_What is needed:_
Down to the last line, repeat the records exactly.

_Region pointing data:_
- - -

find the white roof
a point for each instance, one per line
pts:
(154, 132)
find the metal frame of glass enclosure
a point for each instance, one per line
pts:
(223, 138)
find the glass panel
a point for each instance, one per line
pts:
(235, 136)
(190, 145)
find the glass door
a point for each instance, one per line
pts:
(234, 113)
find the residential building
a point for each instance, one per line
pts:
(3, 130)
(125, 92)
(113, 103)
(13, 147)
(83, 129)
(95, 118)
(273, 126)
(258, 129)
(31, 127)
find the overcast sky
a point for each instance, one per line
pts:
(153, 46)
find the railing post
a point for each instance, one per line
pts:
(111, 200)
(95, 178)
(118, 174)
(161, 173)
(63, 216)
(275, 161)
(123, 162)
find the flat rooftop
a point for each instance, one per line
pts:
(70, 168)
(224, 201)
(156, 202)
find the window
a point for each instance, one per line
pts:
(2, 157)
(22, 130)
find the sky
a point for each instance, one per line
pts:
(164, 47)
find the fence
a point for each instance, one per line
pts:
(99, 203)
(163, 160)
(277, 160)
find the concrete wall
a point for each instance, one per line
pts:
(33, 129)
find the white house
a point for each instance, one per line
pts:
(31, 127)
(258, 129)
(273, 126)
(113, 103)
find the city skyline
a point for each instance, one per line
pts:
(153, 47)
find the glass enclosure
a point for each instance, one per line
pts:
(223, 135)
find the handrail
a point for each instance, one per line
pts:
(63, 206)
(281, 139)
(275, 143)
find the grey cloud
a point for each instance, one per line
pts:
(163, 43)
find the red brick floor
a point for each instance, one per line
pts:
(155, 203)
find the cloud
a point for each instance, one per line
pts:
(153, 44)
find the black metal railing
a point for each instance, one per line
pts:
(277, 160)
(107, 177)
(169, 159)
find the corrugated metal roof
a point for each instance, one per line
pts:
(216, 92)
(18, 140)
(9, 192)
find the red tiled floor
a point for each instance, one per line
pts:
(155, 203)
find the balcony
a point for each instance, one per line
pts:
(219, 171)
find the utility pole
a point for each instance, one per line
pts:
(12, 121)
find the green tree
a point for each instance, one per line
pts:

- - -

_Written solution:_
find the white roof
a point for each instance, one per line
pts:
(154, 132)
find the metal frame of glass enclosure
a point for each instance, one per line
pts:
(223, 138)
find the glass panel
a point for each instance, one per line
pts:
(235, 136)
(190, 145)
find the glass door
a point for each instance, one per line
pts:
(234, 113)
find the residential building
a point for each instance, one per line
pts:
(3, 130)
(125, 92)
(113, 103)
(13, 147)
(83, 129)
(95, 118)
(273, 126)
(258, 129)
(31, 127)
find the overcast sky
a point for each instance, one per line
pts:
(153, 46)
find the railing post
a point for each instance, one per line
pts:
(111, 200)
(95, 178)
(118, 174)
(161, 173)
(63, 216)
(275, 161)
(123, 162)
find the flat rooftop
a point for each instance, one per line
pts:
(70, 168)
(224, 201)
(156, 202)
find the window
a point for each instance, one per line
pts:
(2, 157)
(22, 130)
find the sky
a point for each instance, one per line
pts:
(164, 47)
find the fence
a point for each instance, one per line
pts:
(99, 203)
(163, 160)
(277, 160)
find the concrete wall
a point for each instance, one per line
pts:
(33, 129)
find the white house
a point for each instance, one per line
pts:
(31, 127)
(258, 129)
(273, 126)
(113, 103)
find the city skyline
a point for each instance, one per line
pts:
(153, 47)
find the glass enclosure
a point for each instance, one per line
pts:
(223, 135)
find the handrail
a point for each instance, one per line
pts:
(63, 206)
(281, 139)
(275, 143)
find the grey cloud
a point for each instance, one per line
pts:
(163, 43)
find the red brick floor
a point for each instance, one per line
pts:
(155, 203)
find the cloud
a point for each instance, one per line
pts:
(153, 44)
find the black metal railing
a point for each instance, one per line
pts:
(277, 160)
(107, 177)
(169, 159)
find the corrugated metal roof
a point for each instance, one per line
pts:
(216, 92)
(18, 140)
(9, 192)
find the red tiled floor
a point for each instance, one per line
pts:
(155, 203)
find the balcony
a point for each instance, one per line
pts:
(219, 171)
find the utility pole
a point for each instance, one per line
pts:
(12, 121)
find the green tree
a point for each instance, one per line
pts:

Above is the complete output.